▸ **What the task requires**
In the entries below, find the string "fence" and return each line holding it.

▸ **Data records**
--*--
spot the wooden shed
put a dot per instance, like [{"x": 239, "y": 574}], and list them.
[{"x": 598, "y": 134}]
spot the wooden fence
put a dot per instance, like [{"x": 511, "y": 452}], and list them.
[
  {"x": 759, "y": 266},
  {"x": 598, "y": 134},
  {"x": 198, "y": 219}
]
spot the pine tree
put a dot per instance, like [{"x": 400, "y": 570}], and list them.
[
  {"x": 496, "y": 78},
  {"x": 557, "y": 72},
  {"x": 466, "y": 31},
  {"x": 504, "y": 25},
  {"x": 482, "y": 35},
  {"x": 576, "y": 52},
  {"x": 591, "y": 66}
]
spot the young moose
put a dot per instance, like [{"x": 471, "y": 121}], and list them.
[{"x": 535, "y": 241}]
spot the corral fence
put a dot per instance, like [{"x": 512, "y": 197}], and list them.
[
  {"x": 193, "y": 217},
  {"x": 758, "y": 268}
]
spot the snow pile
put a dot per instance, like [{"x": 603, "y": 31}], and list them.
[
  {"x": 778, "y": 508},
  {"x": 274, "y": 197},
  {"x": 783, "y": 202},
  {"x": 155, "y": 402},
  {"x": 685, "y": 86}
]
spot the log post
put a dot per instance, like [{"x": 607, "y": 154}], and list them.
--*--
▸ **Written solution**
spot the wooden fence
spot the corral fence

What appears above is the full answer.